- [DATASET ENTRIES]
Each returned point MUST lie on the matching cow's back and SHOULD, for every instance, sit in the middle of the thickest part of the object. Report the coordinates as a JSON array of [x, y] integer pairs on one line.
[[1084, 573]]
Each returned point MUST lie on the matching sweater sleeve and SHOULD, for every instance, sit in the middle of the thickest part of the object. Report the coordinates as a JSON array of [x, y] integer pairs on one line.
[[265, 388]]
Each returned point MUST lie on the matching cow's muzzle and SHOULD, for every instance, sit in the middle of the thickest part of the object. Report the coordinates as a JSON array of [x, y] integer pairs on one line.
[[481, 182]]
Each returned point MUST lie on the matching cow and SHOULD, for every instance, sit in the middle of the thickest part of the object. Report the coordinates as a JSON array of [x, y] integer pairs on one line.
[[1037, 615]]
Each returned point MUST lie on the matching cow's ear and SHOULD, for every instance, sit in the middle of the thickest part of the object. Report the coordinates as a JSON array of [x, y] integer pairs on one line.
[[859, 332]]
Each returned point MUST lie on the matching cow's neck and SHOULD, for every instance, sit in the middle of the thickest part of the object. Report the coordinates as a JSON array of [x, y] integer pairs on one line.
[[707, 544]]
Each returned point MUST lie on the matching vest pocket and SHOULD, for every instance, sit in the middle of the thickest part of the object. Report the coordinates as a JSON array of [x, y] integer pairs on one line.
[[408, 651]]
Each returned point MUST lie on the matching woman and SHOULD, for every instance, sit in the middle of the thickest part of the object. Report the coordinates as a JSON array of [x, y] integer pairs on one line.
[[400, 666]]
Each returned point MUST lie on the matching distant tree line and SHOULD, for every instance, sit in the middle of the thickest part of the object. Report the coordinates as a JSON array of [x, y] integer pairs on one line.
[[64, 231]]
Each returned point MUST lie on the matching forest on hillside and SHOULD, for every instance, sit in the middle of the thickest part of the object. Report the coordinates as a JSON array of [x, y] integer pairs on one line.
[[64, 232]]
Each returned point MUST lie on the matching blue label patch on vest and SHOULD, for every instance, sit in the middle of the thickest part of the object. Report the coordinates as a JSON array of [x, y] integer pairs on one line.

- [TASK DIRECTIONS]
The records are to be duplicated in full, with every word kept exactly.

- [RESULT OF THIS TASK]
Each returned point MUST lie on the matching cow's back and SHOULD, for every instance, sit in the middle of the thickest part of the object. Report the coordinates as a JSON array of [x, y] integer pairs on one line.
[[1084, 573]]
Each returned point MUST lie on the matching sweater sleeve and SHOULD, for every instance, sit in the middle of the thickest part of the object. Report the coordinates as a JSON array of [x, y] integer pairs on one line.
[[265, 388]]
Each returned point MUST lie on the matching cow's muzzle and SHOULD, for every instance, sit in the middle of the thickest part of the object. Report the coordinates as a JSON array of [x, y] integer pairs on one line.
[[481, 182]]
Each returned point MUST lie on the matching cow and SHOULD, for every instance, sit in the middle of the thickest part of the object. Report the coordinates as a JSON array of [x, y] integer pairs on one line.
[[1037, 615]]
Each returned point MUST lie on the matching cow's ear and SHOULD, for every instance, sit in the middle of the thickest part of the object. Report the coordinates as a JSON array of [x, y] integer pairs on one line.
[[859, 332]]
Each returned point MUST lie on the matching cow's neck and SHOULD, for every instance, sit in the middle of the thickest part of the object. Report the coordinates as a JSON array of [x, y] integer pairs on one line.
[[707, 544]]
Each returned point MUST lie on the matching vest pocket and SHOULD, for every instance, sit in the middle of the thickest part of the object. Report the coordinates as a JSON array of [x, y] integer pairs on one line.
[[408, 651]]
Each returned point MUST lie on the matching woman and SHOULD, for every instance, sit in the middle of the thickest part of the object. Report the coordinates as a JSON array of [x, y] integer pairs on one line.
[[400, 666]]
Each returned point MUST lie on the matching distant tree line and SHOULD, for every instance, sit in the middle of the thickest part of the object. Report the coordinates as a JSON array of [x, y] integer pairs on one line.
[[64, 231]]
Each returned point MUST lie on the matching forest on hillside and SHOULD, for every instance, sit in the middle of the thickest part of the object. Report the coordinates as a JSON array of [x, y] integer pairs on one line.
[[64, 232]]
Each returned point MUST lie on the matching blue label patch on vest and SHOULD, for every instance, sit in the middle of the thickest part of the object. Report the coordinates as a JSON array of [x, y] integer pairs on one line.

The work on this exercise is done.